:: Source passage ::

In times of network churn a node will create a separate `LinkDescriptor` to create the
`BlockIdentifier` for this nodeblock. This linkdescriptor is s created by calling the
[create_link_descriptor()] method and passing the close_group **to that node** as the input. Each
node in the group will do the same and send the `NodeBlock` to that node.

This continual updating of the chain also provides a history of the network, both in terms of data
and also groups. Each block will contain a list of the nodes that have been seen on the network as
the chain evolved.

## Chain

The chain itself is a very simple vector of blocks. The [API] of the `DataChain` allows for
splitting, merging and validating chains. This allows chains to be exchanged and validated between
nodes. If a chain can be proven to be able to be owned (by calling the chain validate_ownership
function) by a receiving node then it is considered fully valid.

An interesting aspect though is the ability to "validate in history". This means that even if a
chain cannot be proven to be able to be fully published to a group (as there are not enough
remaining members of the group existing) it may still be queried with a few more conditions.

1. The current receiving node, did exist in the chain and has previously signed a block. Even
though others do not remain this node does believe the chain, but cannot prove it to anyone else.

:::
:: Stored data ::

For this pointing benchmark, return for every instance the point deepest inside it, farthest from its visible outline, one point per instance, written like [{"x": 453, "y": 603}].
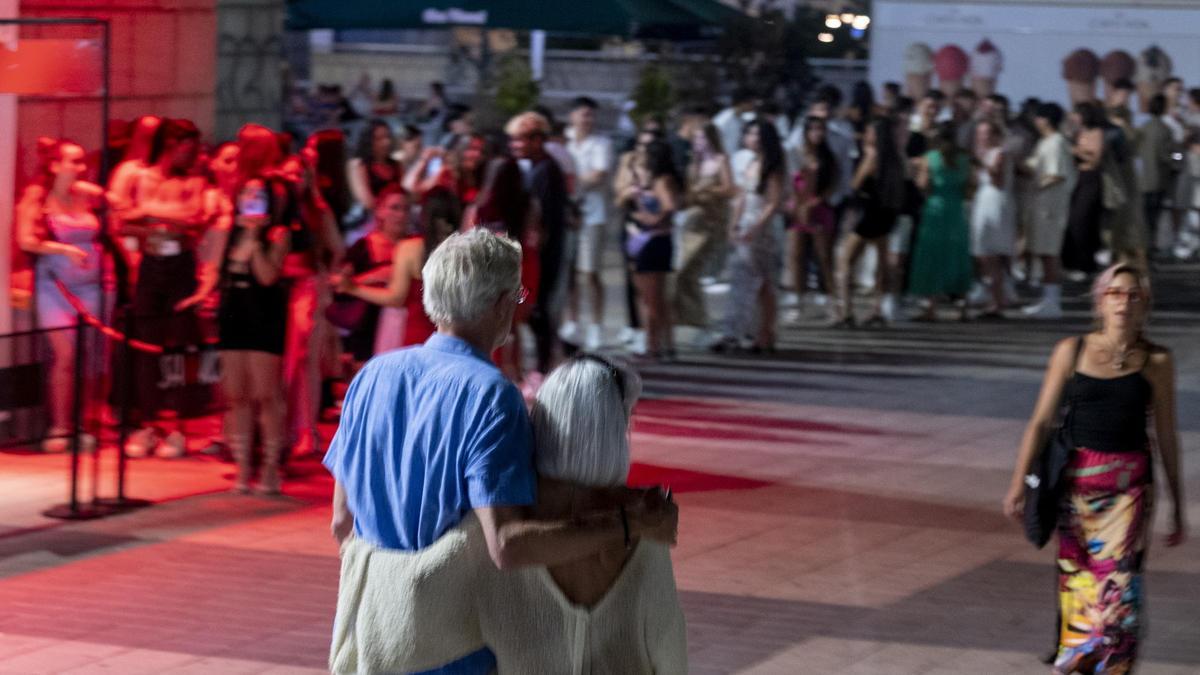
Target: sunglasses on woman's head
[
  {"x": 618, "y": 378},
  {"x": 521, "y": 294},
  {"x": 1132, "y": 294}
]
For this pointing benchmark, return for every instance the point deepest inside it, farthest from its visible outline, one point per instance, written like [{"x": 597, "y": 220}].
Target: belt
[{"x": 167, "y": 249}]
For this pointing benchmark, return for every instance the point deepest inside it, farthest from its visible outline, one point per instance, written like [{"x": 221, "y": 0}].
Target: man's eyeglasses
[
  {"x": 1133, "y": 294},
  {"x": 521, "y": 294}
]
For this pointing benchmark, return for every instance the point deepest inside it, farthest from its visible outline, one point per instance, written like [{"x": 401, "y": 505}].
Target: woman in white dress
[
  {"x": 616, "y": 611},
  {"x": 754, "y": 236},
  {"x": 993, "y": 223}
]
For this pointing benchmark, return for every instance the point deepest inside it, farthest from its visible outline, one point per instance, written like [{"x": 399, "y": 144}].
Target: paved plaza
[{"x": 839, "y": 513}]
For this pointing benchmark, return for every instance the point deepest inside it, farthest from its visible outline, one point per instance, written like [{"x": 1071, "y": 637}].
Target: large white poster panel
[{"x": 1029, "y": 43}]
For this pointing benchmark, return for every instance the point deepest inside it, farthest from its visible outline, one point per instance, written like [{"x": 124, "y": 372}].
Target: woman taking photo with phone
[
  {"x": 253, "y": 314},
  {"x": 1110, "y": 380}
]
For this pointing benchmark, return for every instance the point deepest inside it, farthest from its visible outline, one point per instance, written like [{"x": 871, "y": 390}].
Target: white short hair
[
  {"x": 581, "y": 422},
  {"x": 465, "y": 274}
]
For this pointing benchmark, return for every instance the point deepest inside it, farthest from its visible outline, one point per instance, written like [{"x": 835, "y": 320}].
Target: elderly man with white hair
[{"x": 432, "y": 434}]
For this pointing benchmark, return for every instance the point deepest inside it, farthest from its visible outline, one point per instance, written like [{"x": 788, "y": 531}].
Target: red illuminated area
[{"x": 163, "y": 63}]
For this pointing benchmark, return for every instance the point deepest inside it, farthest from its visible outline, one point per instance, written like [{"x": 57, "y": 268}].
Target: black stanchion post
[
  {"x": 126, "y": 400},
  {"x": 121, "y": 502},
  {"x": 73, "y": 509}
]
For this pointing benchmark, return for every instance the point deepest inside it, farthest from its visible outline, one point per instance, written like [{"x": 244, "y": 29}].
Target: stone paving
[{"x": 839, "y": 514}]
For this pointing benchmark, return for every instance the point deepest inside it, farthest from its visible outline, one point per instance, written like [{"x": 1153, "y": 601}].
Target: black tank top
[{"x": 1109, "y": 413}]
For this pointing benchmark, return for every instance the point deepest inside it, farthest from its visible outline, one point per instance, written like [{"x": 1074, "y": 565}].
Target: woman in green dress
[{"x": 941, "y": 258}]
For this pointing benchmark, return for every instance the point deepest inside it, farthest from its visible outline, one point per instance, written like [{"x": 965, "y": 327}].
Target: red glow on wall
[{"x": 53, "y": 67}]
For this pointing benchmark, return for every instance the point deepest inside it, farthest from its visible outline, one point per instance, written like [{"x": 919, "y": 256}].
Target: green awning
[{"x": 634, "y": 18}]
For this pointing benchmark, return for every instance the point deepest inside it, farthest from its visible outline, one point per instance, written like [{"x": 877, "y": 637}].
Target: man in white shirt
[
  {"x": 1054, "y": 171},
  {"x": 731, "y": 121},
  {"x": 840, "y": 138},
  {"x": 592, "y": 155}
]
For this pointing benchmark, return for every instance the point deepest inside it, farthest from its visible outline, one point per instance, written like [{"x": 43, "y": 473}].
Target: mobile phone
[{"x": 433, "y": 167}]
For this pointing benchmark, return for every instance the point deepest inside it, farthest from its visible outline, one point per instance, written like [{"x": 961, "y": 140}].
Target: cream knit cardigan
[{"x": 399, "y": 611}]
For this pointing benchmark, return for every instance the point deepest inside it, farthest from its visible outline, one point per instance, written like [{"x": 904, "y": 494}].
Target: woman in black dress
[
  {"x": 880, "y": 195},
  {"x": 252, "y": 317}
]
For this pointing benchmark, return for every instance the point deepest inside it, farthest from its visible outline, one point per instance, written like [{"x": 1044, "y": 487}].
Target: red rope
[{"x": 108, "y": 332}]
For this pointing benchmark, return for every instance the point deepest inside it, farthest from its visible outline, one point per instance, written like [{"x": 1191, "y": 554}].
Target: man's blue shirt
[{"x": 429, "y": 434}]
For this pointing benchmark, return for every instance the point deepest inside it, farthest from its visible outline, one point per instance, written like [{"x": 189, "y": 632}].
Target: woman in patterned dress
[{"x": 1115, "y": 381}]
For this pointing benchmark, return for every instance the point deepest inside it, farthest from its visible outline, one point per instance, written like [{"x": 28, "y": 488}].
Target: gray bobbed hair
[{"x": 581, "y": 422}]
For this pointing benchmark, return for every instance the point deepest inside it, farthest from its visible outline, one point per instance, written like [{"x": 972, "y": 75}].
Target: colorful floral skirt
[{"x": 1102, "y": 542}]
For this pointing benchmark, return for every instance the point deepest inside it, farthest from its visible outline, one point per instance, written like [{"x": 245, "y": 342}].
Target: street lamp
[{"x": 853, "y": 22}]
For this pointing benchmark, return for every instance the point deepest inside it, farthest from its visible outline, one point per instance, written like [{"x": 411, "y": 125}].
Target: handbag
[
  {"x": 636, "y": 239},
  {"x": 1113, "y": 195},
  {"x": 1044, "y": 484}
]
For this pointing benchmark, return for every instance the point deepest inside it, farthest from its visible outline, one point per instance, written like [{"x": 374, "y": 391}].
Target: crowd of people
[{"x": 309, "y": 255}]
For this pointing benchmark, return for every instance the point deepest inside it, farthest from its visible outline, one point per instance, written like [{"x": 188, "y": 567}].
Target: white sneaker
[
  {"x": 1043, "y": 310},
  {"x": 174, "y": 446},
  {"x": 569, "y": 330},
  {"x": 979, "y": 294},
  {"x": 141, "y": 443},
  {"x": 1011, "y": 294}
]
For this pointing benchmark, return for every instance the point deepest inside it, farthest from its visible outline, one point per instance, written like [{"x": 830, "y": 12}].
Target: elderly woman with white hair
[
  {"x": 435, "y": 447},
  {"x": 616, "y": 610}
]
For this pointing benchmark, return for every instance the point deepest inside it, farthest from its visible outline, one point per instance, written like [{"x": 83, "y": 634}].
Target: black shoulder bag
[{"x": 1044, "y": 483}]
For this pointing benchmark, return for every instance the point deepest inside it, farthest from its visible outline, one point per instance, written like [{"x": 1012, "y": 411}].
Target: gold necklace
[{"x": 1120, "y": 358}]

:::

Exercise aim >> From the data chain passage, output word for word the section that begins at the words "This continual updating" and stops after the words "considered fully valid.".

Output >>
This continual updating of the chain also provides a history of the network, both in terms of data
and also groups. Each block will contain a list of the nodes that have been seen on the network as
the chain evolved.

## Chain

The chain itself is a very simple vector of blocks. The [API] of the `DataChain` allows for
splitting, merging and validating chains. This allows chains to be exchanged and validated between
nodes. If a chain can be proven to be able to be owned (by calling the chain validate_ownership
function) by a receiving node then it is considered fully valid.